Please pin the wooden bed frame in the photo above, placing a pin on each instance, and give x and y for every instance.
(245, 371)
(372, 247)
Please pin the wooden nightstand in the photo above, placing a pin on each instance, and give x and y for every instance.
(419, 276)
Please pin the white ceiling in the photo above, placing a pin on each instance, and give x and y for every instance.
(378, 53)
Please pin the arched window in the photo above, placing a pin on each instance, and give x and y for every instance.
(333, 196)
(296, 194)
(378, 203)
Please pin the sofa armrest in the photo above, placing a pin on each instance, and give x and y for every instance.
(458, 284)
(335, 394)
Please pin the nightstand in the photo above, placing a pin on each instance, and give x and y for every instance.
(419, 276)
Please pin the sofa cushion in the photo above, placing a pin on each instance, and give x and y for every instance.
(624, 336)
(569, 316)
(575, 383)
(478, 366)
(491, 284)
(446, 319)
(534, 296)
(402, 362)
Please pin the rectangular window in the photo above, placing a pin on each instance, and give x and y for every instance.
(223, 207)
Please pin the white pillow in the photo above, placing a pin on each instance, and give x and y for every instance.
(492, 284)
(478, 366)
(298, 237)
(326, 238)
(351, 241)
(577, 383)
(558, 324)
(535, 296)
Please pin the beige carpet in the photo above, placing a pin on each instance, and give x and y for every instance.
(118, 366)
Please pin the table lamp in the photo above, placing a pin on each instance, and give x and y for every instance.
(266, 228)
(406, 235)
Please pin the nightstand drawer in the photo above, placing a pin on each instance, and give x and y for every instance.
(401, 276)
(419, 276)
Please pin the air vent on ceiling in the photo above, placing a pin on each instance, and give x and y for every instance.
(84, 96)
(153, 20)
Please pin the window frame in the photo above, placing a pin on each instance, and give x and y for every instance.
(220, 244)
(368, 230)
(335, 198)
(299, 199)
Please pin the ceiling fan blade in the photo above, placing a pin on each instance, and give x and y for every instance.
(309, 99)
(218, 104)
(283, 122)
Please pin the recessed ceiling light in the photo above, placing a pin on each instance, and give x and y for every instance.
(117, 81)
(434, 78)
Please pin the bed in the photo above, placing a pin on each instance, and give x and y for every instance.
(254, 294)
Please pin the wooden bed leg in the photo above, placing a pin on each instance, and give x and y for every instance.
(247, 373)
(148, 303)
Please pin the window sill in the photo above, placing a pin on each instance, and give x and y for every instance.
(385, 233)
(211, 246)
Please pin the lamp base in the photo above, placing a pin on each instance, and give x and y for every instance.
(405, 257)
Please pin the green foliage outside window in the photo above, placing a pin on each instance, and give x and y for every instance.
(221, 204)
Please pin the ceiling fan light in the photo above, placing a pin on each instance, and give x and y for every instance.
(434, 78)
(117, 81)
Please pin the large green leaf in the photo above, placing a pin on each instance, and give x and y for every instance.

☆ ☆ ☆ ☆

*Given exercise*: Repeat back the data above, exact to the last character.

*Task solution*:
Please pin the wooden bed frame in the photo above, placing a pin on each instance, and give x and y for every instance.
(245, 371)
(372, 247)
Please pin the wooden nightstand in the photo above, placing a pin on each instance, and give x and y for every instance.
(419, 276)
Please pin the white ceiling in the photo above, placing a pin on each instance, and give x and y for every instance.
(378, 53)
Please pin the arched window in the photo above, placing a pin on each instance, and give x and y for every instance.
(333, 196)
(296, 194)
(378, 203)
Please pin the sofa armrest in the photo above, placing a pin on each instance, and give x and y for every instance.
(458, 284)
(335, 394)
Please pin the nightstand in the photo above, placing a pin on each instance, and give x and y for every instance.
(419, 276)
Please pin the sofa cushion in the photo above, placing a pin on each instance, and give x and y for every instance.
(624, 336)
(569, 316)
(575, 383)
(478, 366)
(491, 284)
(446, 319)
(534, 296)
(402, 362)
Please pin the rectangular window in the photo above, placing a pin on each instance, and give x and y for every instance.
(223, 207)
Please pin the white pillow in the photo above, placing a pin on each instance, and give x and y for every instance.
(492, 284)
(478, 366)
(298, 237)
(326, 238)
(351, 241)
(577, 383)
(558, 324)
(535, 296)
Please pin the beige carpet in the photo above, placing a pin on each instance, and give x and y for every instance.
(118, 366)
Please pin the table lamp in the photo above, placing a pin on each instance, and give x and y for every instance.
(266, 228)
(406, 235)
Please pin the nightstand drawer in the photo above, placing a pin on each instance, and give x and y for every instance.
(401, 276)
(419, 276)
Please pin the air vent on ceiling in the photo above, placing a pin on each instance, and give x and y for every instance.
(84, 96)
(153, 20)
Please pin the window frame in the photo above, placing a pin on each instance, and give x and y for every instance.
(220, 244)
(368, 230)
(335, 198)
(299, 199)
Please pin the ceiling fan blade in the photo above, placing a pin on each instance, and give x and y for every instance.
(309, 99)
(218, 104)
(283, 122)
Please pin the recessed ceiling light in the photo above, placing a pin on each instance, and give x and y for every instance.
(117, 81)
(434, 78)
Please pin the bed in the photo above, placing a pin on each instance, and give x and y for every instance.
(254, 294)
Please pin the wooden bed leg in the photo above, placing a pin on each instance, and give x and y for every instance.
(247, 373)
(148, 303)
Please pin the window sill in the photo above, placing a pin on each instance, and give x and y for every instance.
(385, 233)
(211, 246)
Please pin the lamp base in the photo above, placing a pin on each instance, and give x and y for every instance.
(405, 257)
Please pin the green foliage outside window in the photo above, placing a pin on each instance, and give x and y for every instance.
(221, 204)
Please pin the ceiling fan light in the photo above, placing a pin on each instance, and give x and y for every instance.
(434, 78)
(117, 81)
Please pin the large green leaf in the photo above, placing a pin on each instance, and give x and y for every instance.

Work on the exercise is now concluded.